### Supplied data

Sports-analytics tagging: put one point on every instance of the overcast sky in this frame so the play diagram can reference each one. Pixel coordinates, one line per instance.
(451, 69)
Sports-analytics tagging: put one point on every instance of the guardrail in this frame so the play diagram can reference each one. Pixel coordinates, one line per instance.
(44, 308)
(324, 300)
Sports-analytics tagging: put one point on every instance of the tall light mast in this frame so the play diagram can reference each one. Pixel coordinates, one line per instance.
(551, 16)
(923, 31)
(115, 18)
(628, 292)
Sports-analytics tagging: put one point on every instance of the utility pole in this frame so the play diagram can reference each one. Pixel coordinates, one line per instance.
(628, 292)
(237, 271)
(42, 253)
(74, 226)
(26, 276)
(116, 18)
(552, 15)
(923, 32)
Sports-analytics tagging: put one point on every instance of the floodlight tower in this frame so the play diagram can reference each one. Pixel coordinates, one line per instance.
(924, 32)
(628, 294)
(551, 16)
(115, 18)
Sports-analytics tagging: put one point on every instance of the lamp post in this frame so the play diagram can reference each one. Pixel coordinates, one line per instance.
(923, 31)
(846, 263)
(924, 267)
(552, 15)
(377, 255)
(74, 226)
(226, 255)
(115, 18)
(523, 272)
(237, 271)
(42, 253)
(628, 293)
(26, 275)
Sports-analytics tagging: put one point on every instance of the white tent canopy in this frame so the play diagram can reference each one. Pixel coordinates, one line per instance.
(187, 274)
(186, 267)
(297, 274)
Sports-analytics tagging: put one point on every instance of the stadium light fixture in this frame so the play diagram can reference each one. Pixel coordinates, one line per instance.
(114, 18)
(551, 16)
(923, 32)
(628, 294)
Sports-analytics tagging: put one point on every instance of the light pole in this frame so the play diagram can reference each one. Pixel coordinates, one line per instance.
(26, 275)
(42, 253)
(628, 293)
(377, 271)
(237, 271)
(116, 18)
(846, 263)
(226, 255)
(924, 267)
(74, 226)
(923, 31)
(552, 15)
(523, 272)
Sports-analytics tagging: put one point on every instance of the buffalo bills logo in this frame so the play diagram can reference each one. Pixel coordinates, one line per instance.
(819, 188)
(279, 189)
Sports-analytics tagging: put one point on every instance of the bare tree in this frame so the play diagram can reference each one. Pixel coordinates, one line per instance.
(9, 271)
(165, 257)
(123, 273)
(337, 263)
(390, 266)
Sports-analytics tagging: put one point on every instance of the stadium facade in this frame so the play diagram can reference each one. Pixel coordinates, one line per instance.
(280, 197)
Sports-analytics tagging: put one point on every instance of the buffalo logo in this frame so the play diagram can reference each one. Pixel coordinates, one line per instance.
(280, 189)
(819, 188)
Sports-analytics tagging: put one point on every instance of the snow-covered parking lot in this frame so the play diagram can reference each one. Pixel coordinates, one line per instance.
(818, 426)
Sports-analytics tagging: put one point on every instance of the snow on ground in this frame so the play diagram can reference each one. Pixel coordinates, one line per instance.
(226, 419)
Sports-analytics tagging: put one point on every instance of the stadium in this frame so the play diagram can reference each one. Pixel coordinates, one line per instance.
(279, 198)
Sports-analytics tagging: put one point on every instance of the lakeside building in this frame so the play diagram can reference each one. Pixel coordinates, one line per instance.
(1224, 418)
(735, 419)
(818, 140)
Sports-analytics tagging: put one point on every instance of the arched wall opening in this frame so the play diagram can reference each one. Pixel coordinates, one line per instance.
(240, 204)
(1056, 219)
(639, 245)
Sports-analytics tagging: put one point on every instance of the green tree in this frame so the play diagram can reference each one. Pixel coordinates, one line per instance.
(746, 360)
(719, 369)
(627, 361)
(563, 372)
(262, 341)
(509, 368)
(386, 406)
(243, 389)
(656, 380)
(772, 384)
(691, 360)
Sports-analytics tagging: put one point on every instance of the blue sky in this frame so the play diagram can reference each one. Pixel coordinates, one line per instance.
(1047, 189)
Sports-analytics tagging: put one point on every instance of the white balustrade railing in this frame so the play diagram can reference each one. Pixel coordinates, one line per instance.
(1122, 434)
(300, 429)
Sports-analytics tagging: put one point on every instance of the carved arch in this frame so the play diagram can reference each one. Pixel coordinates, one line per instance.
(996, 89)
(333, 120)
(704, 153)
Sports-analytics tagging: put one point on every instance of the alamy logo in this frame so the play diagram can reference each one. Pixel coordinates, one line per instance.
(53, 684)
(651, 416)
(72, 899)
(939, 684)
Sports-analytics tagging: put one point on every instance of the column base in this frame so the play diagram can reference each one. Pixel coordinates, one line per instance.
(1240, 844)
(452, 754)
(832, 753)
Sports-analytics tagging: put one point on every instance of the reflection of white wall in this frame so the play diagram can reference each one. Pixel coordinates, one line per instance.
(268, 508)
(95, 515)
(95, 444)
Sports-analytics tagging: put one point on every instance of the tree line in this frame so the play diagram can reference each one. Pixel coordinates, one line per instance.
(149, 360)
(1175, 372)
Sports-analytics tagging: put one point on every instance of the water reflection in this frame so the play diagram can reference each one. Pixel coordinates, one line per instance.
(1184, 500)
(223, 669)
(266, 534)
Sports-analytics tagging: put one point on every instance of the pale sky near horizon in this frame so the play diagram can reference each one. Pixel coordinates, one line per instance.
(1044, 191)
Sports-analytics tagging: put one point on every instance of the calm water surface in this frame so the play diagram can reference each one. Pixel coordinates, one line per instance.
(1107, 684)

######

What to work on.
Copy every line of the rows from the line with "of the carved" up to and including the line with "(1044, 191)". Keep the wording of each line as is, but add -58 to every number in the point coordinates.

Answer to this problem.
Sports-analytics tagging: put one point on every instance of the carved arch in this frame so the play diagram can reference each one. Pixel coordinates, one line per instance.
(938, 31)
(275, 62)
(646, 95)
Sports-analytics tagging: put one point on every instance of the alamy logo in this frame so the play diagram can reference each one. Pixel coordinates, one line per instance.
(-5, 626)
(593, 358)
(14, 841)
(881, 626)
Sports-analytics tagging: put one point on every instance of the column base in this frame so the play diagram can reference each one. Pixel coordinates, one line per instance.
(1182, 786)
(394, 696)
(774, 695)
Sports-analytics tagging: put one point on every instance of the reflection of white wall in this frame so the play diagram can reference each one. Pixel coordinates, one line per instance.
(210, 450)
(37, 457)
(37, 386)
Sports-analytics tagging: put one point on every instance of the tree line in this frame so the play diagram can reference each one. Pixel coordinates, one line per instance.
(91, 302)
(1117, 314)
Sports-analytics tagging: put one point on every instance of the water reflection in this frame so the play diagram can reference each one. Pixel coordinates, one line per instance.
(1126, 442)
(165, 611)
(208, 476)
Sports-analytics tagging: put one point on every instance of the pale sky near horizon in this frame so the play diagram can reference each one. Pixel coordinates, one line per instance.
(986, 133)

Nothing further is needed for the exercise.